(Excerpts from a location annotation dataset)
----

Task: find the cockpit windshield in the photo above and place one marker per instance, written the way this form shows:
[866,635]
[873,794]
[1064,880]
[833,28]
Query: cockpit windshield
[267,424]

----

TASK TO CARRY OUT: Retype the listing above line for line, with no changes.

WRITTEN RESPONSE:
Task: find the cockpit windshield in the photo above and place one marker per instance, written the way this form shows:
[866,635]
[873,794]
[1064,880]
[833,28]
Query: cockpit windshield
[267,424]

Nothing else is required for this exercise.